## Task instructions
Starting at the line that holds "point: the gray", set down each line through the end of the listing, exactly as written and with nothing added.

## Source material
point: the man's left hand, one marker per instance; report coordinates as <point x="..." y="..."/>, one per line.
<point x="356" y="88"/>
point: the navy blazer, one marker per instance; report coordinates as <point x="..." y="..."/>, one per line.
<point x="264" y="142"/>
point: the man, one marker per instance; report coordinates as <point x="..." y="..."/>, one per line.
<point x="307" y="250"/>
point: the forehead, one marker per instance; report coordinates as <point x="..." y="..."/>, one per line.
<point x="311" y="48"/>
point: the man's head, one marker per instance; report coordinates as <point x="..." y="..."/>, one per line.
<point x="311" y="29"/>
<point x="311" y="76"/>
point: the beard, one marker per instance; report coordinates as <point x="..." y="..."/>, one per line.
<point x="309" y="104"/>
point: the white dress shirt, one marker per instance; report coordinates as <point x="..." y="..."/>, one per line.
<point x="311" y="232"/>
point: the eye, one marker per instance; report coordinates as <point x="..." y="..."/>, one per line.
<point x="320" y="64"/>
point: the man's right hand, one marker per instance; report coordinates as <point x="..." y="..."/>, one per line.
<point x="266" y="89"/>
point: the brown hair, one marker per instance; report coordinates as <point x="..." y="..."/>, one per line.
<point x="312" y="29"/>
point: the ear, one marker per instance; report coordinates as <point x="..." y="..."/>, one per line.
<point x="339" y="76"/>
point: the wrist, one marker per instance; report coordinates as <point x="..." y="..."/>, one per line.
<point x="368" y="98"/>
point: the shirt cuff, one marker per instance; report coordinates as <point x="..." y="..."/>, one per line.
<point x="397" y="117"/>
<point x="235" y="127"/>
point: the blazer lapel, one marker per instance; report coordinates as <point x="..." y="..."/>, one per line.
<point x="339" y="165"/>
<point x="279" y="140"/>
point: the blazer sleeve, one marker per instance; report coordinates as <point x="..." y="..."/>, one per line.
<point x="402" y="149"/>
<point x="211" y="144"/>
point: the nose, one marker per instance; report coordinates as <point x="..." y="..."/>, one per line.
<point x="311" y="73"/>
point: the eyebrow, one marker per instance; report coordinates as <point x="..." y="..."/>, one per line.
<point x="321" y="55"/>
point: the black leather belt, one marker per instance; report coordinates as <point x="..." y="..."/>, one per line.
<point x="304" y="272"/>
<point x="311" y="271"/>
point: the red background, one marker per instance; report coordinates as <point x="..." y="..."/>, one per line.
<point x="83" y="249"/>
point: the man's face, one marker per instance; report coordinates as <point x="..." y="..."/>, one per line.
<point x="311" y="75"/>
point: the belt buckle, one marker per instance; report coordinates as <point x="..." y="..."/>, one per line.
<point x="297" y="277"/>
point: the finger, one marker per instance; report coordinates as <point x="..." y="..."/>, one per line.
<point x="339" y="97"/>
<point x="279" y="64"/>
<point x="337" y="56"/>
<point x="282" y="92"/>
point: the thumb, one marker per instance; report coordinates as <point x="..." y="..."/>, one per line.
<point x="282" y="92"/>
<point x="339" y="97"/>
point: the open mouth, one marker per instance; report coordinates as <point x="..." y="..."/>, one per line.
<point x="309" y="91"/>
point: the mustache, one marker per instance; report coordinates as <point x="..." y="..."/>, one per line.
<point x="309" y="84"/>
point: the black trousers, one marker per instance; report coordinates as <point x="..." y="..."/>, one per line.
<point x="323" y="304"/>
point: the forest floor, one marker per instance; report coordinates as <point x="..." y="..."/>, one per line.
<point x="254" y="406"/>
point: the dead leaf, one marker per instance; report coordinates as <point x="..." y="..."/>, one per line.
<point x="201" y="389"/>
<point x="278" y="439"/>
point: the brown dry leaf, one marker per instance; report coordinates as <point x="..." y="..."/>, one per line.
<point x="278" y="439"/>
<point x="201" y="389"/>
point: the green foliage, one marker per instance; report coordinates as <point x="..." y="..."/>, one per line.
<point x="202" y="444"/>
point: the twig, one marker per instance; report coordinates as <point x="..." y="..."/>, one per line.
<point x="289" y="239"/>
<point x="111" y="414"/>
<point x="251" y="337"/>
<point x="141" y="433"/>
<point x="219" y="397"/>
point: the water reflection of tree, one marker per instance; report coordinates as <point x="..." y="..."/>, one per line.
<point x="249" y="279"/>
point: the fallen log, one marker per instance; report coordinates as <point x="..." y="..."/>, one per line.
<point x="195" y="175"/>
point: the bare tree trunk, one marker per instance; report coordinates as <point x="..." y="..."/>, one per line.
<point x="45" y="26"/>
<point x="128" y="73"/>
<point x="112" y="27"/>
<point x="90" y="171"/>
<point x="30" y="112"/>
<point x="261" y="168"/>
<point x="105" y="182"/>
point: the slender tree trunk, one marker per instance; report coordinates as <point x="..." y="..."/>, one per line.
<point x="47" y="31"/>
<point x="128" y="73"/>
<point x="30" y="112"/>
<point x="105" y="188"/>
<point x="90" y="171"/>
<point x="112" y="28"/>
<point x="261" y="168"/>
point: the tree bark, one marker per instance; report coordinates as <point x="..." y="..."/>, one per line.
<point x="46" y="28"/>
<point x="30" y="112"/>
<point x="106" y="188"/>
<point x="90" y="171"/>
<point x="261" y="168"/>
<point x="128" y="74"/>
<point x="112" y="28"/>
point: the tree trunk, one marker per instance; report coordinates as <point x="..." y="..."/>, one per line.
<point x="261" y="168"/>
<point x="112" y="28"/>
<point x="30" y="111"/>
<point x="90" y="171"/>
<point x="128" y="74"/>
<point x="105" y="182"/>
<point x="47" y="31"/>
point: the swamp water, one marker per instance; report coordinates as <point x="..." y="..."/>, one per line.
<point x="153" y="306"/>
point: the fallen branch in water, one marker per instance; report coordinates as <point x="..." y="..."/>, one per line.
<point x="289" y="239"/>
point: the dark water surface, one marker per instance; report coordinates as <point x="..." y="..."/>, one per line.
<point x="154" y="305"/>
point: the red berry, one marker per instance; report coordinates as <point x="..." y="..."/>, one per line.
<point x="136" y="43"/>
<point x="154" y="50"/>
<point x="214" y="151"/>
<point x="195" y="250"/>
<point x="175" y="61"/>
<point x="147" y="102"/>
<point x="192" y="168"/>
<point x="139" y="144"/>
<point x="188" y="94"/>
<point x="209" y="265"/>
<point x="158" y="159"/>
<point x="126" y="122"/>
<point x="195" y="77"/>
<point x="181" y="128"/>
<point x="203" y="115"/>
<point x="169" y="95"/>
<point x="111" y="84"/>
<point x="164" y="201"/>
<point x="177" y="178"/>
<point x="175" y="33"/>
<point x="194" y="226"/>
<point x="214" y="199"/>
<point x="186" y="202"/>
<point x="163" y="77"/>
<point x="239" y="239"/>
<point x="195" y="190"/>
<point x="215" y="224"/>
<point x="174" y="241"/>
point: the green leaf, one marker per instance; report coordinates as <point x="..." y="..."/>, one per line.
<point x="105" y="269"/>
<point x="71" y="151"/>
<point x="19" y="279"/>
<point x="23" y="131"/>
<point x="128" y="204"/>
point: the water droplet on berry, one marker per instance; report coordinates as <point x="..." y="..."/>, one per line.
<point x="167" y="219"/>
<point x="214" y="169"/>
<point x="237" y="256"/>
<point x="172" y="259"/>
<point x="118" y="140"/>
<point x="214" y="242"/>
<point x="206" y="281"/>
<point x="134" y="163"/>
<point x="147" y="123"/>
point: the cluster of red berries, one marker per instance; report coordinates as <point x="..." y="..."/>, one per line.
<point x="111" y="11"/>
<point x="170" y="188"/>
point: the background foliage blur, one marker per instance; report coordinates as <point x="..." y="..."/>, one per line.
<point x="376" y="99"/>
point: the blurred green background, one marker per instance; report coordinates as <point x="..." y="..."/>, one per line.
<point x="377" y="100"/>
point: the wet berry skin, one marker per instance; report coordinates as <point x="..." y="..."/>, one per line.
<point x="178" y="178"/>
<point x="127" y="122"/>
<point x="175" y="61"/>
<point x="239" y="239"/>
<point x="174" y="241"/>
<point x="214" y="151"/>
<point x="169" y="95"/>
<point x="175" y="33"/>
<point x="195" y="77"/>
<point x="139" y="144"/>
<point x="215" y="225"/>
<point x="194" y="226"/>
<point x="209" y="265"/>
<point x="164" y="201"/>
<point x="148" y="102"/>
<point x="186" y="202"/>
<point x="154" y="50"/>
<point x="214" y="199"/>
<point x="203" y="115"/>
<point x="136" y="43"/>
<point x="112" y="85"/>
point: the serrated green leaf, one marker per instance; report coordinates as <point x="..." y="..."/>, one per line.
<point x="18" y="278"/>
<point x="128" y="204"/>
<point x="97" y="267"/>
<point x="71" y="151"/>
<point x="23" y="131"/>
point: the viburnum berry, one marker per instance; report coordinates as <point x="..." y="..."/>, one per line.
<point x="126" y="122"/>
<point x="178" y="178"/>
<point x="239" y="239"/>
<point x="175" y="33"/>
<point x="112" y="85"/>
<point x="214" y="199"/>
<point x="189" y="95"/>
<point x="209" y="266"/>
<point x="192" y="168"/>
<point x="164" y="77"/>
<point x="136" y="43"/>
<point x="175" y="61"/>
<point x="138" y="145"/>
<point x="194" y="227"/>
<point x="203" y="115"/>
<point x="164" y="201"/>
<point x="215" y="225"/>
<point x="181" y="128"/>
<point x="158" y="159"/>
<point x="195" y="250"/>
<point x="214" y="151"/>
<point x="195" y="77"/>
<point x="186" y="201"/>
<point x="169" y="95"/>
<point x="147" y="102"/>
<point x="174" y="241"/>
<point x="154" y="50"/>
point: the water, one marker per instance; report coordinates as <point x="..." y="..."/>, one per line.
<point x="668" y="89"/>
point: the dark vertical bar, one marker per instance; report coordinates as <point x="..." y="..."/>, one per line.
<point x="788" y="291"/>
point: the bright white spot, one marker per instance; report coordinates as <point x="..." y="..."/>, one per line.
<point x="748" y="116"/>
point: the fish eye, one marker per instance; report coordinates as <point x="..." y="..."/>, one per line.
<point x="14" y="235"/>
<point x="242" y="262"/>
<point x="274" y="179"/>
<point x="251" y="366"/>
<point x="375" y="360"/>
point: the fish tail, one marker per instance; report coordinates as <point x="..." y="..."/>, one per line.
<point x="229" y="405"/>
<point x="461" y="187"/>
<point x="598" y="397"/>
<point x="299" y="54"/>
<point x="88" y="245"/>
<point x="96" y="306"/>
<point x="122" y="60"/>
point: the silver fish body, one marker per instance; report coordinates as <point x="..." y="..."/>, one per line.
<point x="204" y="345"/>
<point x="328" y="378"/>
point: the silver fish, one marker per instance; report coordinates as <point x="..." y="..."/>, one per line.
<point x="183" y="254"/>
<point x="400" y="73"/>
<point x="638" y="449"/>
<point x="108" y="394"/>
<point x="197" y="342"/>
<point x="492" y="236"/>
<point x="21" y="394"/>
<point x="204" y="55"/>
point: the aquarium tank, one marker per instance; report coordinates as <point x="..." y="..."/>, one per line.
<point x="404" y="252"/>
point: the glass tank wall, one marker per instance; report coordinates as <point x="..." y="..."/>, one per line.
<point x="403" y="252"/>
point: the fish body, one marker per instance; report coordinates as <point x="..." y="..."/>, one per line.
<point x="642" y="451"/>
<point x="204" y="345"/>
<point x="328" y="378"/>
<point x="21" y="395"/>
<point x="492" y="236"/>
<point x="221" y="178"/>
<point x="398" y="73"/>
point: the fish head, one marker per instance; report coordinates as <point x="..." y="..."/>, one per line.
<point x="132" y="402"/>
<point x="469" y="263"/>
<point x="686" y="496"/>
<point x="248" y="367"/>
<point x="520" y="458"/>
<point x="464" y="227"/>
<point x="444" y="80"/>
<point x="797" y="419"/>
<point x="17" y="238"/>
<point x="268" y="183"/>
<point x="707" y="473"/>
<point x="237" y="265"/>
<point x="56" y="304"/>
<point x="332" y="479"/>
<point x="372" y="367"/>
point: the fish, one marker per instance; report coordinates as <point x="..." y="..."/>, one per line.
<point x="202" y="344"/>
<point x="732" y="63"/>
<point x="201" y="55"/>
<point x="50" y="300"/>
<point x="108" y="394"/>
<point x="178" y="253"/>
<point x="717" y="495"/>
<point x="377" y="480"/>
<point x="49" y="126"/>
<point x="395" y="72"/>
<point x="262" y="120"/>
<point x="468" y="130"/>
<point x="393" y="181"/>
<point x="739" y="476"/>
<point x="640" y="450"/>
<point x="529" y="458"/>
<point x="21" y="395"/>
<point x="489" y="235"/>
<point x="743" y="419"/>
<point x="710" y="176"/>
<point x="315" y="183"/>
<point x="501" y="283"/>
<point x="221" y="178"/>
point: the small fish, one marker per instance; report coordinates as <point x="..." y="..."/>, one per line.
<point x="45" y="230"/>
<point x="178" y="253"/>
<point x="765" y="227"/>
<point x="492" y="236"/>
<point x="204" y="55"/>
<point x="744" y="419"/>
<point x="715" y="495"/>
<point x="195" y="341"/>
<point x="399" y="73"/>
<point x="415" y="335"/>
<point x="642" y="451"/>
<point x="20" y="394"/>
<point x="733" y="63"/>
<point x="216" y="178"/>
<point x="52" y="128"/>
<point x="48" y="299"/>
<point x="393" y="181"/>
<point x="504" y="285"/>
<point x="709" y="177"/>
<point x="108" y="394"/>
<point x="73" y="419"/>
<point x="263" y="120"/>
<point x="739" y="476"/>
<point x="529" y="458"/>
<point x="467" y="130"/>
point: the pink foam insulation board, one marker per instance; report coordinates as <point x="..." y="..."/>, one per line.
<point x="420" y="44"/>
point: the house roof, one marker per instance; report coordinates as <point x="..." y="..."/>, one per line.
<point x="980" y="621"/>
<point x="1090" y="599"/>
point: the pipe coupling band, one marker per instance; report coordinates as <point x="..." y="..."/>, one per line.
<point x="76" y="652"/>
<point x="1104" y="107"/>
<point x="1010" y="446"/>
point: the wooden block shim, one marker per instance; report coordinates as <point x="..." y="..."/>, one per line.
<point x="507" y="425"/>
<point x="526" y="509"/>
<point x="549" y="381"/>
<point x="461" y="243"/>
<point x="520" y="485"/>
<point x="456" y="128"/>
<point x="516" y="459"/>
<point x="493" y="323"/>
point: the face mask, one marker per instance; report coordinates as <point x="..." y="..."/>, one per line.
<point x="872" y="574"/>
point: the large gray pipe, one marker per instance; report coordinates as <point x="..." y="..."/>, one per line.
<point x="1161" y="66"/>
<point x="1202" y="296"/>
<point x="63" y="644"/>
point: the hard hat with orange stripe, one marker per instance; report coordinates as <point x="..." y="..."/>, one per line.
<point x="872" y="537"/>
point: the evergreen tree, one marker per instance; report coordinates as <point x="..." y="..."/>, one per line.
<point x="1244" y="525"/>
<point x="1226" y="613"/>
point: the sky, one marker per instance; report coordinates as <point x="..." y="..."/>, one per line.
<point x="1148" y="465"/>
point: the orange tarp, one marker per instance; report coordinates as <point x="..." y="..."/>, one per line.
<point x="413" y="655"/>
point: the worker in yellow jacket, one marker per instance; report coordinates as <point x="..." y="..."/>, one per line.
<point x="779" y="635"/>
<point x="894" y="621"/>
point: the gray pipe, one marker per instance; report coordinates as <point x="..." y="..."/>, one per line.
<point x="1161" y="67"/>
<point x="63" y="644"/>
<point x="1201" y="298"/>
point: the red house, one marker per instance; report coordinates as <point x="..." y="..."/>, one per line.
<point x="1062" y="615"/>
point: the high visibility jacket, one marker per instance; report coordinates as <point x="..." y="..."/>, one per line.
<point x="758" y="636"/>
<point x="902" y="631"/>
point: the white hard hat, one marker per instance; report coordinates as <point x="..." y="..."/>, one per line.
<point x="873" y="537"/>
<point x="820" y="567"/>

## Complete response
point: the gray pipe, one marker per instance; report coordinates as <point x="..." y="..."/>, one per line.
<point x="1161" y="67"/>
<point x="63" y="644"/>
<point x="1201" y="298"/>
point: the red house, one marker per instance; report coordinates as <point x="..." y="..."/>, one per line.
<point x="1062" y="615"/>
point: the high visibility jacket, one marker per instance; report coordinates as <point x="..." y="..."/>, one per line.
<point x="758" y="636"/>
<point x="902" y="631"/>
point: the white hard hat, one marker per instance; report coordinates as <point x="..." y="..."/>, one per line.
<point x="873" y="537"/>
<point x="820" y="567"/>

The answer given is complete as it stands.